Brief: In the records below, find the line containing "point: car front", then extract that line and all subsequent lines exactly, leaving out everything else.

□ □ □ □ □

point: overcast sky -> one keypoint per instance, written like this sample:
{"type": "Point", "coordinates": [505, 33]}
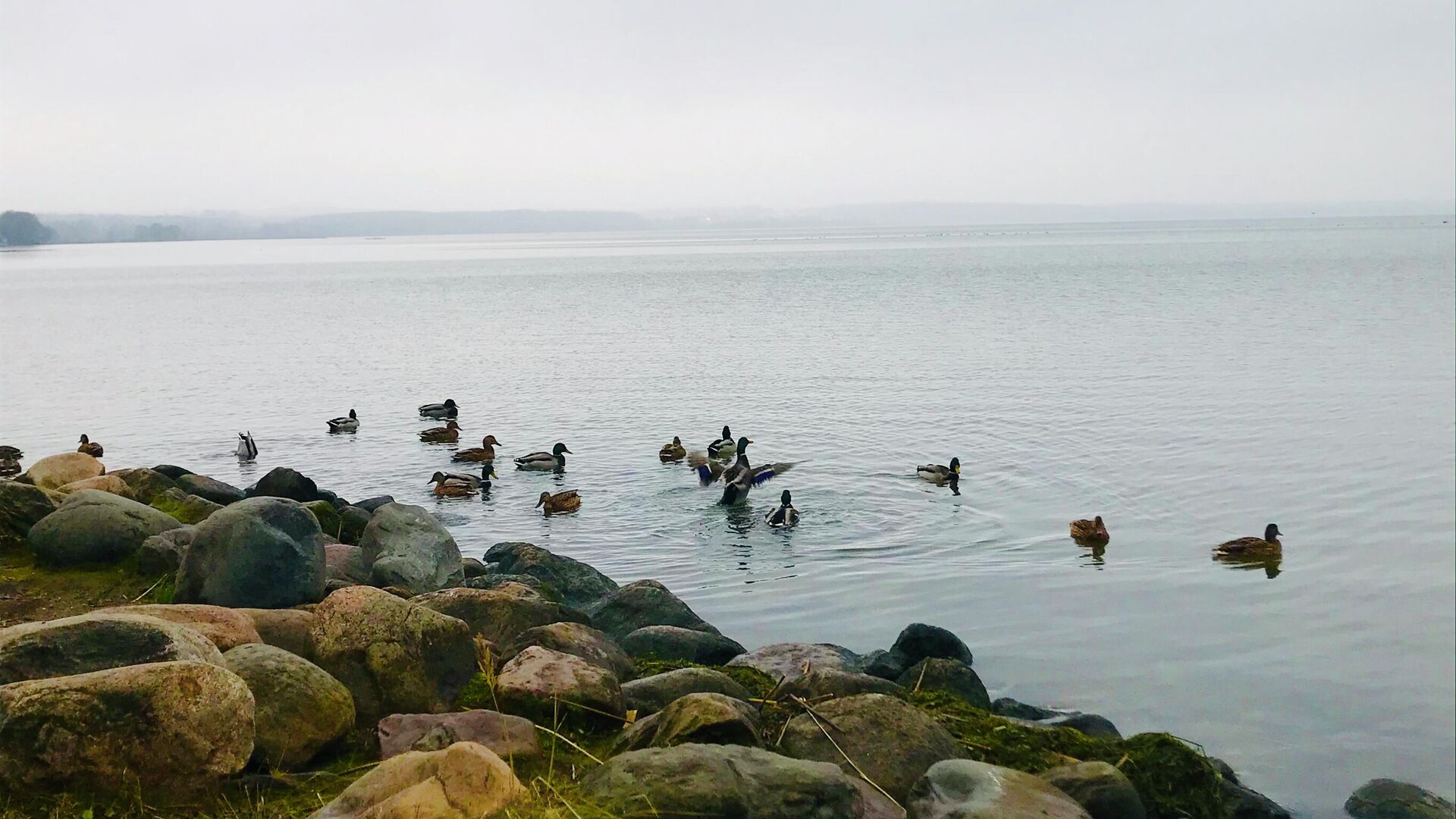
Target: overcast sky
{"type": "Point", "coordinates": [147, 107]}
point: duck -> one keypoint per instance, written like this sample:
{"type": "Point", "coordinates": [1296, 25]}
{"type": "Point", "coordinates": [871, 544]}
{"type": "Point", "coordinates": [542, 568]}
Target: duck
{"type": "Point", "coordinates": [447, 433]}
{"type": "Point", "coordinates": [89, 447]}
{"type": "Point", "coordinates": [452, 485]}
{"type": "Point", "coordinates": [246, 449]}
{"type": "Point", "coordinates": [478, 453]}
{"type": "Point", "coordinates": [1267, 545]}
{"type": "Point", "coordinates": [344, 423]}
{"type": "Point", "coordinates": [672, 450]}
{"type": "Point", "coordinates": [785, 515]}
{"type": "Point", "coordinates": [446, 410]}
{"type": "Point", "coordinates": [545, 461]}
{"type": "Point", "coordinates": [560, 502]}
{"type": "Point", "coordinates": [1090, 531]}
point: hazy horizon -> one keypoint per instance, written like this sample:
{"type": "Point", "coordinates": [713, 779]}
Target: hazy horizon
{"type": "Point", "coordinates": [172, 108]}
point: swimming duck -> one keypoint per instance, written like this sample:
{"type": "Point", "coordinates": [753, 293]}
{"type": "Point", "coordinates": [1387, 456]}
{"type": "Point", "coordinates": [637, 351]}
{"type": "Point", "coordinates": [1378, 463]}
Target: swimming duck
{"type": "Point", "coordinates": [344, 423]}
{"type": "Point", "coordinates": [1090, 531]}
{"type": "Point", "coordinates": [560, 502]}
{"type": "Point", "coordinates": [545, 461]}
{"type": "Point", "coordinates": [785, 515]}
{"type": "Point", "coordinates": [672, 450]}
{"type": "Point", "coordinates": [449, 485]}
{"type": "Point", "coordinates": [446, 410]}
{"type": "Point", "coordinates": [89, 447]}
{"type": "Point", "coordinates": [246, 449]}
{"type": "Point", "coordinates": [1267, 545]}
{"type": "Point", "coordinates": [478, 453]}
{"type": "Point", "coordinates": [447, 433]}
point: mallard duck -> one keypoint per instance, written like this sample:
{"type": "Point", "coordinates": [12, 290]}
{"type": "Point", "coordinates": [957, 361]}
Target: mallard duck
{"type": "Point", "coordinates": [447, 433]}
{"type": "Point", "coordinates": [478, 453]}
{"type": "Point", "coordinates": [672, 450]}
{"type": "Point", "coordinates": [89, 447]}
{"type": "Point", "coordinates": [785, 515]}
{"type": "Point", "coordinates": [344, 423]}
{"type": "Point", "coordinates": [446, 410]}
{"type": "Point", "coordinates": [1090, 531]}
{"type": "Point", "coordinates": [1267, 545]}
{"type": "Point", "coordinates": [450, 485]}
{"type": "Point", "coordinates": [246, 449]}
{"type": "Point", "coordinates": [560, 502]}
{"type": "Point", "coordinates": [545, 461]}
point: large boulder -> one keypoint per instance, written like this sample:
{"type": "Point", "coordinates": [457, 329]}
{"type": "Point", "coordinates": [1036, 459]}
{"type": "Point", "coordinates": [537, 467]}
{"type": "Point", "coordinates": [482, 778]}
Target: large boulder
{"type": "Point", "coordinates": [541, 684]}
{"type": "Point", "coordinates": [651, 694]}
{"type": "Point", "coordinates": [55, 471]}
{"type": "Point", "coordinates": [96, 642]}
{"type": "Point", "coordinates": [261, 553]}
{"type": "Point", "coordinates": [300, 707]}
{"type": "Point", "coordinates": [95, 526]}
{"type": "Point", "coordinates": [168, 727]}
{"type": "Point", "coordinates": [462, 781]}
{"type": "Point", "coordinates": [731, 780]}
{"type": "Point", "coordinates": [394, 656]}
{"type": "Point", "coordinates": [408, 548]}
{"type": "Point", "coordinates": [962, 789]}
{"type": "Point", "coordinates": [677, 643]}
{"type": "Point", "coordinates": [500, 614]}
{"type": "Point", "coordinates": [503, 733]}
{"type": "Point", "coordinates": [893, 742]}
{"type": "Point", "coordinates": [281, 482]}
{"type": "Point", "coordinates": [579, 583]}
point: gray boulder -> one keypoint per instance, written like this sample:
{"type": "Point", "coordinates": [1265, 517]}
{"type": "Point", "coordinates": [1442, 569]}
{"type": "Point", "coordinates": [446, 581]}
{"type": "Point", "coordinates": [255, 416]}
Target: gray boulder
{"type": "Point", "coordinates": [262, 553]}
{"type": "Point", "coordinates": [95, 526]}
{"type": "Point", "coordinates": [408, 548]}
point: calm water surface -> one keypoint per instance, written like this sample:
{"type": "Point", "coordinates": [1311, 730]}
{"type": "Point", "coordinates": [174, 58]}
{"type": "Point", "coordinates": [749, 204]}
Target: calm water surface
{"type": "Point", "coordinates": [1190, 382]}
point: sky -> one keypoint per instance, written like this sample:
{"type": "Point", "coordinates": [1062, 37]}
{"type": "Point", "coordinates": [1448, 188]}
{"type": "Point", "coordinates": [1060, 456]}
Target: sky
{"type": "Point", "coordinates": [309, 105]}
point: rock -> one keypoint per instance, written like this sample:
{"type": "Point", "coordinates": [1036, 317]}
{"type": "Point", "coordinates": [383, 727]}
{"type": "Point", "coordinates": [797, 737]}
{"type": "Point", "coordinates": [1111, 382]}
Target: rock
{"type": "Point", "coordinates": [645, 602]}
{"type": "Point", "coordinates": [579, 583]}
{"type": "Point", "coordinates": [224, 627]}
{"type": "Point", "coordinates": [788, 661]}
{"type": "Point", "coordinates": [210, 488]}
{"type": "Point", "coordinates": [579, 640]}
{"type": "Point", "coordinates": [500, 614]}
{"type": "Point", "coordinates": [259, 553]}
{"type": "Point", "coordinates": [1100, 789]}
{"type": "Point", "coordinates": [95, 526]}
{"type": "Point", "coordinates": [95, 642]}
{"type": "Point", "coordinates": [462, 781]}
{"type": "Point", "coordinates": [503, 733]}
{"type": "Point", "coordinates": [187, 509]}
{"type": "Point", "coordinates": [146, 484]}
{"type": "Point", "coordinates": [55, 471]}
{"type": "Point", "coordinates": [20, 507]}
{"type": "Point", "coordinates": [651, 694]}
{"type": "Point", "coordinates": [962, 789]}
{"type": "Point", "coordinates": [406, 547]}
{"type": "Point", "coordinates": [1391, 799]}
{"type": "Point", "coordinates": [394, 656]}
{"type": "Point", "coordinates": [730, 780]}
{"type": "Point", "coordinates": [892, 741]}
{"type": "Point", "coordinates": [676, 643]}
{"type": "Point", "coordinates": [299, 707]}
{"type": "Point", "coordinates": [711, 719]}
{"type": "Point", "coordinates": [286, 629]}
{"type": "Point", "coordinates": [538, 679]}
{"type": "Point", "coordinates": [162, 554]}
{"type": "Point", "coordinates": [281, 482]}
{"type": "Point", "coordinates": [946, 675]}
{"type": "Point", "coordinates": [172, 727]}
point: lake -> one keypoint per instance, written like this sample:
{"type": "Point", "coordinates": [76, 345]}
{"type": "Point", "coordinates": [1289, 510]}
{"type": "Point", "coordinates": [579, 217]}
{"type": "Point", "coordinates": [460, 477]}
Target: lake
{"type": "Point", "coordinates": [1190, 382]}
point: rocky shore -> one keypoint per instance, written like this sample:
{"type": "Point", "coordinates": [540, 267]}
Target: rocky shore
{"type": "Point", "coordinates": [299, 654]}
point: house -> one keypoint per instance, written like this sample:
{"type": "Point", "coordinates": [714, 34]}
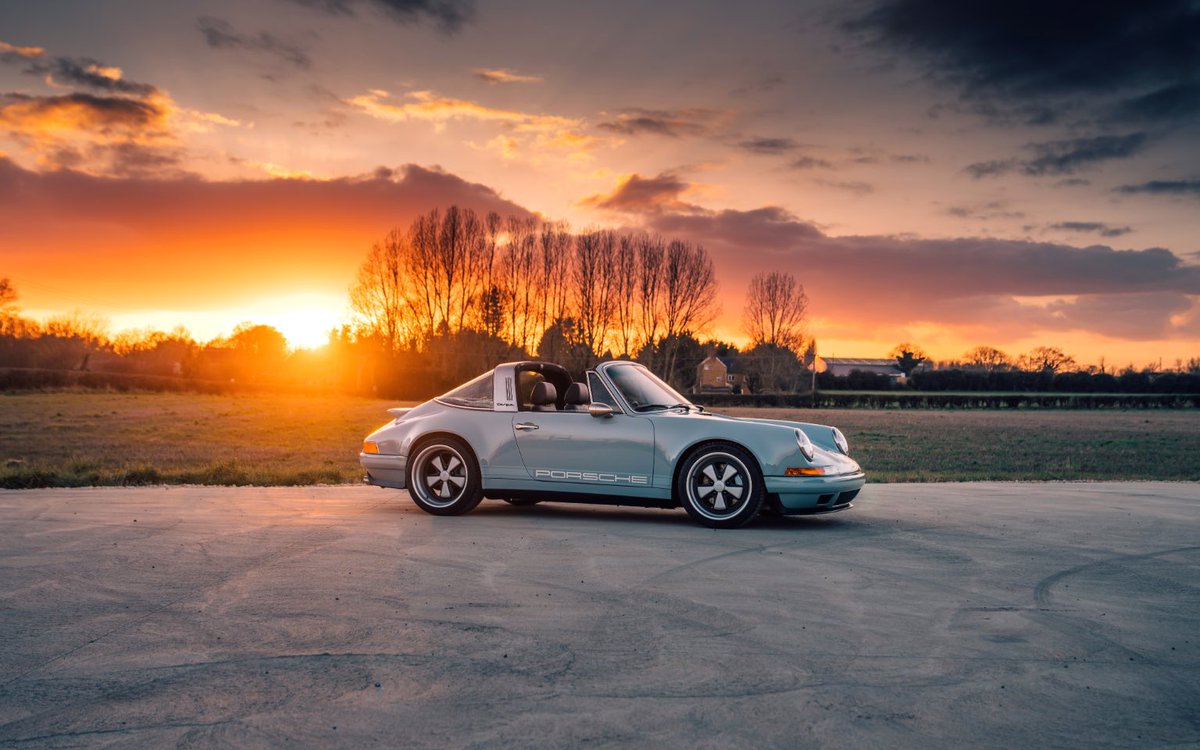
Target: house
{"type": "Point", "coordinates": [720, 375]}
{"type": "Point", "coordinates": [841, 366]}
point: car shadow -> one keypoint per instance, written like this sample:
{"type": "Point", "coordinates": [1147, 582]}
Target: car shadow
{"type": "Point", "coordinates": [677, 516]}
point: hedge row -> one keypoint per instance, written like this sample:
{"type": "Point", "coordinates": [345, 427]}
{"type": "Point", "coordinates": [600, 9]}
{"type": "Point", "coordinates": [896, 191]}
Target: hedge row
{"type": "Point", "coordinates": [23, 379]}
{"type": "Point", "coordinates": [901, 400]}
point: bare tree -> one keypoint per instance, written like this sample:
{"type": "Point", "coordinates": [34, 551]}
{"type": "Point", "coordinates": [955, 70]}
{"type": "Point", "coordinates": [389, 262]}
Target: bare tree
{"type": "Point", "coordinates": [520, 283]}
{"type": "Point", "coordinates": [648, 289]}
{"type": "Point", "coordinates": [594, 287]}
{"type": "Point", "coordinates": [84, 333]}
{"type": "Point", "coordinates": [689, 294]}
{"type": "Point", "coordinates": [907, 357]}
{"type": "Point", "coordinates": [382, 303]}
{"type": "Point", "coordinates": [7, 295]}
{"type": "Point", "coordinates": [557, 245]}
{"type": "Point", "coordinates": [775, 311]}
{"type": "Point", "coordinates": [625, 282]}
{"type": "Point", "coordinates": [988, 359]}
{"type": "Point", "coordinates": [1047, 359]}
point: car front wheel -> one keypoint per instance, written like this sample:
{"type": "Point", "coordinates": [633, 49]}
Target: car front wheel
{"type": "Point", "coordinates": [443, 478]}
{"type": "Point", "coordinates": [721, 486]}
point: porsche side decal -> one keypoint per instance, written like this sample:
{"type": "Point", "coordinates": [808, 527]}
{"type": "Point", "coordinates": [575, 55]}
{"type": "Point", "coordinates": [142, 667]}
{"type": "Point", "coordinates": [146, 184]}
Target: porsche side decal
{"type": "Point", "coordinates": [598, 477]}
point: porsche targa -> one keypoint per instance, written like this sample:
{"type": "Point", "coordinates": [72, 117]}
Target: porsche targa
{"type": "Point", "coordinates": [526, 432]}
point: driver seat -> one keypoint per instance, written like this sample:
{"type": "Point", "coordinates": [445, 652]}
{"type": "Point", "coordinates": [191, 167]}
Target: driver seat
{"type": "Point", "coordinates": [577, 397]}
{"type": "Point", "coordinates": [544, 397]}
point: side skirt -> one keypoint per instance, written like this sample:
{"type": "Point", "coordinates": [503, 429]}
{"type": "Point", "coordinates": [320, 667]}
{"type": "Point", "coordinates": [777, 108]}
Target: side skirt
{"type": "Point", "coordinates": [579, 497]}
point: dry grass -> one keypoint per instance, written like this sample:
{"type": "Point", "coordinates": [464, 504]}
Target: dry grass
{"type": "Point", "coordinates": [105, 438]}
{"type": "Point", "coordinates": [966, 445]}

□ □ □ □ □

Right answer:
point: car front wheel -> one keypoint per instance, written like this sample:
{"type": "Point", "coordinates": [633, 49]}
Target: car front wheel
{"type": "Point", "coordinates": [443, 478]}
{"type": "Point", "coordinates": [721, 486]}
point: porsche side decal -> one keypoint per instance, written like this sample:
{"type": "Point", "coordinates": [808, 527]}
{"type": "Point", "coordinates": [575, 55]}
{"type": "Point", "coordinates": [142, 667]}
{"type": "Point", "coordinates": [146, 184]}
Target: porsche side decal
{"type": "Point", "coordinates": [598, 477]}
point: porsche targa -> one keypoint per instance, written like this sample:
{"type": "Point", "coordinates": [72, 117]}
Target: porsche targa
{"type": "Point", "coordinates": [526, 432]}
point: driver seat -> one keypoint per instance, written like this sample:
{"type": "Point", "coordinates": [445, 652]}
{"type": "Point", "coordinates": [191, 167]}
Target: driver seat
{"type": "Point", "coordinates": [577, 397]}
{"type": "Point", "coordinates": [544, 397]}
point: side skirt -> one keypoint per instance, written like this sample:
{"type": "Point", "coordinates": [503, 429]}
{"type": "Point", "coordinates": [320, 667]}
{"type": "Point", "coordinates": [777, 108]}
Target: side skirt
{"type": "Point", "coordinates": [579, 497]}
point: dry grass -> one keypoint per instance, written like this sample:
{"type": "Point", "coordinates": [464, 504]}
Target: dry grass
{"type": "Point", "coordinates": [105, 438]}
{"type": "Point", "coordinates": [966, 445]}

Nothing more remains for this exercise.